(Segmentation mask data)

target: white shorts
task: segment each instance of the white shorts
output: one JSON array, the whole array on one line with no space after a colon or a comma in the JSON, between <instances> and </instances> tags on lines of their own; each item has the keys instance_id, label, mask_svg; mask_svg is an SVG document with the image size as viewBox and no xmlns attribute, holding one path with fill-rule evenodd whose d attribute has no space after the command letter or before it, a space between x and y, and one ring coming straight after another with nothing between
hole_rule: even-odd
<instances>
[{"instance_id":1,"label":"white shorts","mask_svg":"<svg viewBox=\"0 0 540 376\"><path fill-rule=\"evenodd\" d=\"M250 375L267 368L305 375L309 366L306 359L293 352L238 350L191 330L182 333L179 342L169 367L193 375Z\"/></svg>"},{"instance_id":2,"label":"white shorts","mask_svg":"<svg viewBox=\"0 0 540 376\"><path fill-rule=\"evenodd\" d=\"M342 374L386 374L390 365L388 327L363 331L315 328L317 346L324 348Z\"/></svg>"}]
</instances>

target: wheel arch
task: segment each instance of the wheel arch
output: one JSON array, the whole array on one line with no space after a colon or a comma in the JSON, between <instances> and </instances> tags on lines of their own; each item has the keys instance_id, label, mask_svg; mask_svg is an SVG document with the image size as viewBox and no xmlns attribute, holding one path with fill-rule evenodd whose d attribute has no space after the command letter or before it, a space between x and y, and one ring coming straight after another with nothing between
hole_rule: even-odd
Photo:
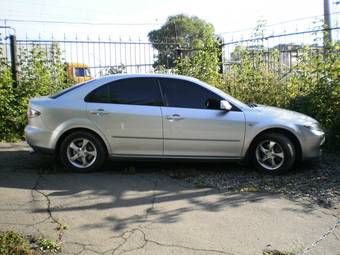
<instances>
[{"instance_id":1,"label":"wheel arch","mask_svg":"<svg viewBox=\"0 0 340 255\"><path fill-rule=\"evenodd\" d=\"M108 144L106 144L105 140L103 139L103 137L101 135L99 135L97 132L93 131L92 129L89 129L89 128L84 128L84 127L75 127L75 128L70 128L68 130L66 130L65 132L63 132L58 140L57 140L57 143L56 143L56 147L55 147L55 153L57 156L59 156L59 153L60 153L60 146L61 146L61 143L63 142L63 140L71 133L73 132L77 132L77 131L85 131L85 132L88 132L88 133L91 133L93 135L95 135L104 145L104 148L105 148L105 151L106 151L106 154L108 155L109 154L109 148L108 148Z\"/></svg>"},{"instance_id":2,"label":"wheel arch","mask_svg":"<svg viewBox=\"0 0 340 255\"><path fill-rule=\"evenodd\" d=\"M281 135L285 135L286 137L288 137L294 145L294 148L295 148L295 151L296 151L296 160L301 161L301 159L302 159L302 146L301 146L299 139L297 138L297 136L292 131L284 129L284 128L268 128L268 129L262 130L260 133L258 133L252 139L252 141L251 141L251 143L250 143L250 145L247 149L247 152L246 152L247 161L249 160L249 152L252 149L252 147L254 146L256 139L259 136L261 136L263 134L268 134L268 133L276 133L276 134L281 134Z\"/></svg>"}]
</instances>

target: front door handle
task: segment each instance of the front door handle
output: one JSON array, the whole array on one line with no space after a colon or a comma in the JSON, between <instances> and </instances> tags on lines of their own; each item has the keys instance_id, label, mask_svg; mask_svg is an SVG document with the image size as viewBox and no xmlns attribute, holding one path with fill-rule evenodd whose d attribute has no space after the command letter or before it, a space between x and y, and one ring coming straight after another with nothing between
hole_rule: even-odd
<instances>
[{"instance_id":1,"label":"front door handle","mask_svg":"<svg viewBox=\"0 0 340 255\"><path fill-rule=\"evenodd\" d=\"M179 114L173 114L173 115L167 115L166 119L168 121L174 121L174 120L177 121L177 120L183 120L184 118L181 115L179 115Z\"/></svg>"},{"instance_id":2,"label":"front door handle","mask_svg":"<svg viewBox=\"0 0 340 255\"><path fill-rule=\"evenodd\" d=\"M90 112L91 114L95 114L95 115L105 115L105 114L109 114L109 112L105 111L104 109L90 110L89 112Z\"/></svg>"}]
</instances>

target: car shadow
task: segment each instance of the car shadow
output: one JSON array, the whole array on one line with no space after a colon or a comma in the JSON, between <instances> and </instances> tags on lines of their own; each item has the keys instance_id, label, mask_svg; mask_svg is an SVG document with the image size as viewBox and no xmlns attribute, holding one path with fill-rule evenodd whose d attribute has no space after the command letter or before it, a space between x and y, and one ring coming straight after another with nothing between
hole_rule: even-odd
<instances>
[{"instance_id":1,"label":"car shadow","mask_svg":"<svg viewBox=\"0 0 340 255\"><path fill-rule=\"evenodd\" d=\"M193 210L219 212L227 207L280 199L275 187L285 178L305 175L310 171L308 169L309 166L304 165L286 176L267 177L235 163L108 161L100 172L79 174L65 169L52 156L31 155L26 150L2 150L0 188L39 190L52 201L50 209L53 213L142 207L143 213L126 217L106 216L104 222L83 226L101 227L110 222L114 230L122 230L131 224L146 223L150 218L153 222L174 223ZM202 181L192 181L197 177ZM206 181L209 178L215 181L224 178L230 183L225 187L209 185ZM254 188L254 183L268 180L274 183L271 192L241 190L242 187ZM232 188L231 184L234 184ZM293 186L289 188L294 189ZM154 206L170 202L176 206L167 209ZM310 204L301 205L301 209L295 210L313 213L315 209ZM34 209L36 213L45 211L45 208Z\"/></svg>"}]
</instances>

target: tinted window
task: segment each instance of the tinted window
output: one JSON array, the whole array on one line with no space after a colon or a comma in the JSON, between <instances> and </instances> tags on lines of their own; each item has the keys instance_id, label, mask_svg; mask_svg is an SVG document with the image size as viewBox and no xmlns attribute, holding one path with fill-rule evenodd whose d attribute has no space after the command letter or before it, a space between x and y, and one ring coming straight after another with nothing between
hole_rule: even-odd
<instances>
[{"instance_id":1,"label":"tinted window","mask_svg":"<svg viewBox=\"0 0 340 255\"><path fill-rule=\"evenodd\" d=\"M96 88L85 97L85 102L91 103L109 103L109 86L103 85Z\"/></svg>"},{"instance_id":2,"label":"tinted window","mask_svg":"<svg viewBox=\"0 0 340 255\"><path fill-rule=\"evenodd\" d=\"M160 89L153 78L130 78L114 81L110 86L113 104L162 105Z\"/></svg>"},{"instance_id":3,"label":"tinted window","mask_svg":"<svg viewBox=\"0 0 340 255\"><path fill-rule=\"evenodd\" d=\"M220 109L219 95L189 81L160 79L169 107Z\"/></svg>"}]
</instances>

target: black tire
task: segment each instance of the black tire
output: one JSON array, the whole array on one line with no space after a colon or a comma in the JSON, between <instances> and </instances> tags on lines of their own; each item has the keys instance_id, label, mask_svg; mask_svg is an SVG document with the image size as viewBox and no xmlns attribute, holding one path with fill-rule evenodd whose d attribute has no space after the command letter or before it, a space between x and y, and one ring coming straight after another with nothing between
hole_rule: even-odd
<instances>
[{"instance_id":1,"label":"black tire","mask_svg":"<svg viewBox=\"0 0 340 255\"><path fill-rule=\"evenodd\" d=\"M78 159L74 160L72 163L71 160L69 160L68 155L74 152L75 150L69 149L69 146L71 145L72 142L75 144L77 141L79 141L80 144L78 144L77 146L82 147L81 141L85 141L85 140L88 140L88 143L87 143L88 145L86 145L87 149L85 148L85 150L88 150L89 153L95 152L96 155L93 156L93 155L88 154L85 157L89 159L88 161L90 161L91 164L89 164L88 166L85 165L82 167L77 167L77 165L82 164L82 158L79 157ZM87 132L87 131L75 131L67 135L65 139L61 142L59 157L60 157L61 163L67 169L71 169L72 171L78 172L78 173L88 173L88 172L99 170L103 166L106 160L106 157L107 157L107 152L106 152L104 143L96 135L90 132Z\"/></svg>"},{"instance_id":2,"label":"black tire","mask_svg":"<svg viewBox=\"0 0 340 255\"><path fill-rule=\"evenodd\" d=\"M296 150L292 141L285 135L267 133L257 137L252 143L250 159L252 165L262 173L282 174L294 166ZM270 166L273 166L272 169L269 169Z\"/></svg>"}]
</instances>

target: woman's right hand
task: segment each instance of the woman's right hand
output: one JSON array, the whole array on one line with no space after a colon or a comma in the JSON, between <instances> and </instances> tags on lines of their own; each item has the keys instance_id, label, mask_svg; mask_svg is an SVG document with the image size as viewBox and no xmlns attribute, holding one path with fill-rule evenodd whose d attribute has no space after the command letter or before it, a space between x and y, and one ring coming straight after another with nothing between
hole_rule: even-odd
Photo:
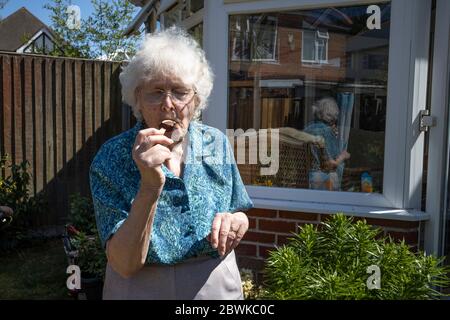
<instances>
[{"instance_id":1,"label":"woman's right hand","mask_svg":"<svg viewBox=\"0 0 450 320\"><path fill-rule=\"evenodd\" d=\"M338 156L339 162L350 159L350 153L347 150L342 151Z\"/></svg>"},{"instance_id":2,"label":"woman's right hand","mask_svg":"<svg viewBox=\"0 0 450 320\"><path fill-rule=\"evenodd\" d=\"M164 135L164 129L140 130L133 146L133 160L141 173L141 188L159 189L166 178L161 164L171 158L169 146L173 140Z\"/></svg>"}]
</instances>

==

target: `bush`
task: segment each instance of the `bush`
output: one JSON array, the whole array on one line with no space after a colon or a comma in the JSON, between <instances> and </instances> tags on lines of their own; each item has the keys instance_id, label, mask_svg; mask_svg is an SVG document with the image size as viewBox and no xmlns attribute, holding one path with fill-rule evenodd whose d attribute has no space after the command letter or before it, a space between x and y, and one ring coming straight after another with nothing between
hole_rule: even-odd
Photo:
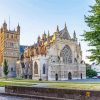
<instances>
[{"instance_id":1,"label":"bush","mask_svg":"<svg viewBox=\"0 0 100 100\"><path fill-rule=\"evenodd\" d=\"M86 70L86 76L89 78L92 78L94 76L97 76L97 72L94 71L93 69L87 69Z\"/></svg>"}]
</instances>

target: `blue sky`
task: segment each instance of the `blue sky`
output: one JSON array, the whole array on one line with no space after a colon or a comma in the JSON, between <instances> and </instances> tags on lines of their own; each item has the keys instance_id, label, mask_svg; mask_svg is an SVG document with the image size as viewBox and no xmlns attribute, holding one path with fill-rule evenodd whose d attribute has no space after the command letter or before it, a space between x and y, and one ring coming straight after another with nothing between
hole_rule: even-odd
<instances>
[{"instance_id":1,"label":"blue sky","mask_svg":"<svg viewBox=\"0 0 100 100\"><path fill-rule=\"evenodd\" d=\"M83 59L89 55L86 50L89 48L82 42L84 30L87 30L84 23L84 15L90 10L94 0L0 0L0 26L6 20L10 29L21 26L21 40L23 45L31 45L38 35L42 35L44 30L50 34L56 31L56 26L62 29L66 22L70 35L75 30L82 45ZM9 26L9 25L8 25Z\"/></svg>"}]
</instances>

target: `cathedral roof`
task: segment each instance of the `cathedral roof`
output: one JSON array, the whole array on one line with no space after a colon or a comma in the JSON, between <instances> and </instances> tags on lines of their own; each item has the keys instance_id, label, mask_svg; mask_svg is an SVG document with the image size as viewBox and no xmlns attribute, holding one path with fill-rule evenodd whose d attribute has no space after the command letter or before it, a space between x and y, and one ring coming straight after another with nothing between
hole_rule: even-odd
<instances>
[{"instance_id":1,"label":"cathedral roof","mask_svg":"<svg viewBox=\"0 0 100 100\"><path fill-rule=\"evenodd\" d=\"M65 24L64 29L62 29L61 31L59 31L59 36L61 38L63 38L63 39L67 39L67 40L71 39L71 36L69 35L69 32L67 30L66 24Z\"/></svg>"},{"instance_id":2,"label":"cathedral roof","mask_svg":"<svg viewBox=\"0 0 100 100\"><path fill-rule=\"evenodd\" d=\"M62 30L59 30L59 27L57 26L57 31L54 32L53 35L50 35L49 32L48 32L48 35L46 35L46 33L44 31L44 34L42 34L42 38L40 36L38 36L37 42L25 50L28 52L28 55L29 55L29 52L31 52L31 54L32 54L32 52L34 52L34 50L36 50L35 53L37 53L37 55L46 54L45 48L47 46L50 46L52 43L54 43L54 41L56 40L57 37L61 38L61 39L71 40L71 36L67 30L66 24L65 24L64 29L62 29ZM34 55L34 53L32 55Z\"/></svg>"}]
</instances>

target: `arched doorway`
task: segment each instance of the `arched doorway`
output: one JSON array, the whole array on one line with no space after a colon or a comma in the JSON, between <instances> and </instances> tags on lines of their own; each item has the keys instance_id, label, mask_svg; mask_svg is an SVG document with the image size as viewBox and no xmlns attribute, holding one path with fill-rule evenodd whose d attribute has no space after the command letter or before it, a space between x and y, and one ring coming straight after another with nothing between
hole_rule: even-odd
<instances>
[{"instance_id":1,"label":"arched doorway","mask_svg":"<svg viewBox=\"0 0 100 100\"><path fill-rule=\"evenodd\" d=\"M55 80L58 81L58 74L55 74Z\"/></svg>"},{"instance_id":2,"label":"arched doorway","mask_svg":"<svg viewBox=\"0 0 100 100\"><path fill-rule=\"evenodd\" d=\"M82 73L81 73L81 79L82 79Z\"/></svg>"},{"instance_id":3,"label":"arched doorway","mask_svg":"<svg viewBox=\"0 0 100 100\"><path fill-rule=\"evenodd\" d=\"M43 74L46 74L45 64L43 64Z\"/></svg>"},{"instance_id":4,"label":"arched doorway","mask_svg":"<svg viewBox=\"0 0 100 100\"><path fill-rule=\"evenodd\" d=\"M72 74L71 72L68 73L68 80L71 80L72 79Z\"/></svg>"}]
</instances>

==

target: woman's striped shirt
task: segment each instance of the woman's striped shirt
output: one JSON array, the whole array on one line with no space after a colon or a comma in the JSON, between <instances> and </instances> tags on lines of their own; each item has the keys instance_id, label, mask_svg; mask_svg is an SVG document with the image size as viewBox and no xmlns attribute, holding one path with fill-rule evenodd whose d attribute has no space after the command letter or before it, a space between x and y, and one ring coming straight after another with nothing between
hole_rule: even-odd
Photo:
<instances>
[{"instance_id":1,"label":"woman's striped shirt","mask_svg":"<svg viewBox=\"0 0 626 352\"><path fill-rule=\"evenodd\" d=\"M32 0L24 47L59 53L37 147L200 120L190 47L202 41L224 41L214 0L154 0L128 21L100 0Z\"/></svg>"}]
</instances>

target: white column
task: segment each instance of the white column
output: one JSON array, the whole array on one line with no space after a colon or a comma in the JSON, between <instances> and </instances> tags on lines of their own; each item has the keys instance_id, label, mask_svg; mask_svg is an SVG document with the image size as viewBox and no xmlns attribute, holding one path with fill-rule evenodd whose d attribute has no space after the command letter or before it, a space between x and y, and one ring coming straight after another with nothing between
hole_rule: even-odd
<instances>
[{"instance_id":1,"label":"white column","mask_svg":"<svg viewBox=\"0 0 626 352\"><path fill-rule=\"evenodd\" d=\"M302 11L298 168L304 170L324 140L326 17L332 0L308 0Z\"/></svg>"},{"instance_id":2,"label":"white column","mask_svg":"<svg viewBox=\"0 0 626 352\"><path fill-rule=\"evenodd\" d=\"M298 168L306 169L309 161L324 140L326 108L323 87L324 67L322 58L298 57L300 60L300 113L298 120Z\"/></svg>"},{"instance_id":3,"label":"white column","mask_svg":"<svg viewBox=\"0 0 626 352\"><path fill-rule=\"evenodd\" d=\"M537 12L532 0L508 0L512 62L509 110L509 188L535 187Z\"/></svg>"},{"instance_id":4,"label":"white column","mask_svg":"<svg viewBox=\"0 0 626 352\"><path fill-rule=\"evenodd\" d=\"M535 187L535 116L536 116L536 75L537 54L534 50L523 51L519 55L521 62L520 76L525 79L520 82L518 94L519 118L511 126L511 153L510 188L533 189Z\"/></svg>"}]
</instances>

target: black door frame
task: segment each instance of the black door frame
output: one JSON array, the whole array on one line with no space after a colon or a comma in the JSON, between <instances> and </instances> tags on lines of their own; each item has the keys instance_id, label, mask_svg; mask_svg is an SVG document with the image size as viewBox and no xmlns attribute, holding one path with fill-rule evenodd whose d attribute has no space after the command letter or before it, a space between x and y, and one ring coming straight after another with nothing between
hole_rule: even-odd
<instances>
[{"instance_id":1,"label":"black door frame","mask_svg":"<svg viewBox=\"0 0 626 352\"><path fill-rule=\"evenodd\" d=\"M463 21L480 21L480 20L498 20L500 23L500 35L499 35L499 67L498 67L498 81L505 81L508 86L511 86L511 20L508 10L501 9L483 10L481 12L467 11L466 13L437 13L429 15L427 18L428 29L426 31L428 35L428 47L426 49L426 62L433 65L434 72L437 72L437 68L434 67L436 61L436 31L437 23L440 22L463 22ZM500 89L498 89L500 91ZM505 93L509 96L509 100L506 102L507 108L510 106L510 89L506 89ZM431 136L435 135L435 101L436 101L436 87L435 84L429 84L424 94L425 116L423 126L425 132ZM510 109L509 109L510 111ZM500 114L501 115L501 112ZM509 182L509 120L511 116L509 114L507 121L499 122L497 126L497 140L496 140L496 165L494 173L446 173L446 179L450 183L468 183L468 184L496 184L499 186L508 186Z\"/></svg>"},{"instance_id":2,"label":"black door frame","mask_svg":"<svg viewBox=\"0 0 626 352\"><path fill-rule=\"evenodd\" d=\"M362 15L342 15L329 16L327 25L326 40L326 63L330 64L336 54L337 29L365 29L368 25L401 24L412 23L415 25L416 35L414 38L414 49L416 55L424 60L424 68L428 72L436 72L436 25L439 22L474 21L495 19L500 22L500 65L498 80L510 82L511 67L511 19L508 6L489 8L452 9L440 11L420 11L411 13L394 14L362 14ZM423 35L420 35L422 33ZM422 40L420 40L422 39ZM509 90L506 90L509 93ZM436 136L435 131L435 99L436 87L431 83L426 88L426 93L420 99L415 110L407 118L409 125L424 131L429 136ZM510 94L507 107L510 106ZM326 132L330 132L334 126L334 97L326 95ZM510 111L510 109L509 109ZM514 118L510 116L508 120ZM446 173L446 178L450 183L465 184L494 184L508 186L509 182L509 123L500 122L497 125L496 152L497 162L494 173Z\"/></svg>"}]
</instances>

Activity:
With the line holding "target: black tire" as the first and the line holding "task: segment each instance of the woman's right" as the last, set down that range of the entries above exactly, and nothing else.

Result:
target: black tire
task: segment each instance of the black tire
output: one JSON array, the whole array on one line with no space after a colon or a comma in the JSON, between <instances> and </instances> tags on lines of their own; each item has the keys instance_id, label, mask_svg; mask_svg is an SVG document with the image size as viewBox and no xmlns attribute, holding one path with fill-rule evenodd whose d attribute has no space after the command letter or before it, a space between x and y, and one ring coming straight after another with nothing between
hole_rule: even-odd
<instances>
[{"instance_id":1,"label":"black tire","mask_svg":"<svg viewBox=\"0 0 340 255\"><path fill-rule=\"evenodd\" d=\"M78 159L74 160L72 163L71 160L69 160L68 155L74 152L75 150L69 149L69 146L71 145L72 142L75 144L77 141L79 141L80 144L78 144L77 146L82 147L81 141L85 141L85 140L88 140L88 143L87 143L88 145L86 145L87 149L85 148L85 150L88 150L89 153L95 152L96 155L93 156L93 155L88 154L85 157L89 159L88 161L90 161L91 164L89 164L88 166L85 165L82 167L77 167L77 165L82 164L82 158L79 157ZM87 132L87 131L75 131L67 135L65 139L61 142L59 157L60 157L61 163L67 169L71 169L72 171L78 172L78 173L88 173L88 172L99 170L103 166L106 160L106 157L107 157L107 152L106 152L104 143L96 135L90 132Z\"/></svg>"},{"instance_id":2,"label":"black tire","mask_svg":"<svg viewBox=\"0 0 340 255\"><path fill-rule=\"evenodd\" d=\"M296 150L292 141L285 135L267 133L257 137L252 143L250 159L252 165L262 173L282 174L294 166ZM270 166L273 166L272 169L269 169Z\"/></svg>"}]
</instances>

target: woman's right hand
task: segment each instance of the woman's right hand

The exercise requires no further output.